━━━━━ TEXTO PROPORCIONADO
Eso de encender las estufas en invierno, dice el gobierno, no es para todos y todas
“Todos necesitamos consumir menos, entonces cuando de golpe se encuentren en su casa en invierno y se (sic) vean que están de remera o están en patas es que están consumiendo energía de más”.
“No se sale del populismo de un día para el otro. Es un proceso de purificación”.
“Queremos ser un puente entre la sociedad civil y la política para que la política deje de ser un lugar hostil”.
Mauricio Macri.
El recorte de ingresos a los jubilados en el último diciembre y el desmesurado incremento en las tarifas de servicios públicos esenciales en estos días generaron sondeos que señalan una caída en el respaldo al oficialismo. Lo sorprendente es que haya que recurrir a estas técnicas para conocer el estado general de opinión; en otras palabras, que no haya sido más enérgica y efectiva la reacción ante semejante agresión a los sectores populares.
Quienes practican el hobby de negar rechazan que la única justificación material del tarifazo está en los negocios del Presidente, sus familiares, ministros y amigos; otros lo admiten pero absorben el golpe porque hay que terminar con la fiesta del populismo. Los unos y los otros lo aceptan en virtud del eficaz control ideológico que ejercen los sectores dominantes desde hace más de tres décadas, que a su vez se subordina —a escala global— al actual avasallamiento de los Estados nacionales por parte de las grandes corporaciones.
━━━━━━━━━━
**ACCIONES REQUERIDAS:**
a – Según el texto sobre el tarifazo, ¿qué dos medidas generaron sondeos que señalan una caída en el respaldo al oficialismo?
b – Reanuda el texto sobre el tarifazo a partir del punto en que se detiene.
Los registros provienen de otra fuente.
━━━━━ INFORMACIÓN DADA
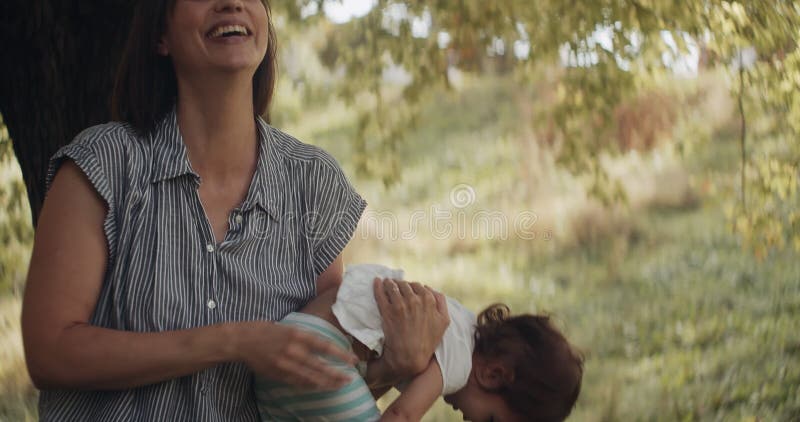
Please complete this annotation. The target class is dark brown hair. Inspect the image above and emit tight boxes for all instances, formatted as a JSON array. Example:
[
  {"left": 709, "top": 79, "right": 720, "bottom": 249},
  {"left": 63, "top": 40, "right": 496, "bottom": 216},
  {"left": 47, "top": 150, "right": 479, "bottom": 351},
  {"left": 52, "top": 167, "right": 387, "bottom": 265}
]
[
  {"left": 475, "top": 304, "right": 583, "bottom": 422},
  {"left": 111, "top": 0, "right": 277, "bottom": 134}
]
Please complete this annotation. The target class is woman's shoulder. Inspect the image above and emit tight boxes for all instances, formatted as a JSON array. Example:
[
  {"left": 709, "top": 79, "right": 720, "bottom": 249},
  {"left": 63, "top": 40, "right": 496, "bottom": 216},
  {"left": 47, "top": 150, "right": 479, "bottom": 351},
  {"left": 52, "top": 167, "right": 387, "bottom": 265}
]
[
  {"left": 262, "top": 121, "right": 339, "bottom": 169},
  {"left": 69, "top": 122, "right": 143, "bottom": 151}
]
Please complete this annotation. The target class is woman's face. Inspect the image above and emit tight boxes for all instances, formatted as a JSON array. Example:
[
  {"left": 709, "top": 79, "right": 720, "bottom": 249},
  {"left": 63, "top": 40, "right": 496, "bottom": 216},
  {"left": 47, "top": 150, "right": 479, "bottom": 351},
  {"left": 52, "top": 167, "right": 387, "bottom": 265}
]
[{"left": 158, "top": 0, "right": 269, "bottom": 79}]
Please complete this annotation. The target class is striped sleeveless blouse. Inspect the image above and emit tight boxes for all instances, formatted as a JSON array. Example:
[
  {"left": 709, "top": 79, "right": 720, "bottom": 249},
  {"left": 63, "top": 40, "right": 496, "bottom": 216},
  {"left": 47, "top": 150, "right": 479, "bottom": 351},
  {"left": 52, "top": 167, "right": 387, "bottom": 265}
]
[{"left": 39, "top": 109, "right": 366, "bottom": 421}]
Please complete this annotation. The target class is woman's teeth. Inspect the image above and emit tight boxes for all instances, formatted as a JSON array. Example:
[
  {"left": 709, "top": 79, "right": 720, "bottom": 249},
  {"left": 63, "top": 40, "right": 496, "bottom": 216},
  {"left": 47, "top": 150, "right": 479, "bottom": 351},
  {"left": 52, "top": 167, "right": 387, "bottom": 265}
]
[{"left": 208, "top": 25, "right": 248, "bottom": 38}]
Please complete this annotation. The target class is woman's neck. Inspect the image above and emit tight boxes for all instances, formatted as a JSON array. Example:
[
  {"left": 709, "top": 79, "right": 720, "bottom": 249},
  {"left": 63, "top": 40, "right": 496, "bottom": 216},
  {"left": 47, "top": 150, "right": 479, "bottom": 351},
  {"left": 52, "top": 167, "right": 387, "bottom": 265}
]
[{"left": 176, "top": 76, "right": 258, "bottom": 180}]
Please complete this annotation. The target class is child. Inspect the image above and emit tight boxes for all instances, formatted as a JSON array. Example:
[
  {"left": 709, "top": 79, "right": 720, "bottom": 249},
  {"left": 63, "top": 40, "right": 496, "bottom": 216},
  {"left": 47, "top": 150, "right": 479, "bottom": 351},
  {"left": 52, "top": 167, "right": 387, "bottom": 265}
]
[{"left": 255, "top": 265, "right": 583, "bottom": 422}]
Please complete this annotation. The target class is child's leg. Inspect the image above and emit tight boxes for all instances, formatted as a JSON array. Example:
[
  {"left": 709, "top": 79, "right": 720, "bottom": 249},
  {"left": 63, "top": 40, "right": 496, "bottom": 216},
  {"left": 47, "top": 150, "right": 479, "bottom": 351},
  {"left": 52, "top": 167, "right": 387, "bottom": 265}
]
[{"left": 255, "top": 312, "right": 380, "bottom": 421}]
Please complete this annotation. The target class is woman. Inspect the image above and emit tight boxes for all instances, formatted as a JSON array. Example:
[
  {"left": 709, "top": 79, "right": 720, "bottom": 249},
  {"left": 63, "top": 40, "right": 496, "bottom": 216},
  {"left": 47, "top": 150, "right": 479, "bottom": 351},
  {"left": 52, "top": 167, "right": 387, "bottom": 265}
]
[{"left": 22, "top": 0, "right": 447, "bottom": 421}]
━━━━━━━━━━
**RESPUESTAS DADAS:**
a – El recorte de ingresos a los jubilados en el último diciembre y el desmesurado incremento en las tarifas de servicios públicos esenciales.

b –
Ese control ideológico de amplio espectro no fue quebrado por el proceso iniciado en 2003, que sí alteró de modo transitorio la relación sociopolítica de fuerzas; de amplio espectro porque abarca desde el cuestionamiento a un nunca definido populismo hasta el sistemático ataque a la política enmarcado en el enfrentamiento supuestamente necesario entre Estado y sociedad civil, fantasía que se sostiene desvirtuando ambos conceptos e influye en definiciones políticas trascendentes, como las estrategias de los sectores populares para construir hegemonía.
La derecha llama populismo a la respuesta que surge y resurge en nuestro continente en la medida en que los demócratas republicanos desvinculan intencionalmente lo social y económico de lo político o, peor todavía, en la medida en que nuestras oligarco-burguesías relacionan estos campos de una manera históricamente perversa, que tiene más de chantaje que de pacto: mientras en el contrato socialdemócrata clásico —abandonado por la socialdemocracia europea— las burguesías ofrecían ventajas materiales a los sectores subalternos con el fin de consolidar la vía democrática en sus respectivas naciones, en nuestros países, las oligarco-burguesías, en lugar de pagar, cobran. Bajo las más variadas amenazas, esperan que los sectores populares escarmentados renuncien a sus más elementales derechos económicos y sociales.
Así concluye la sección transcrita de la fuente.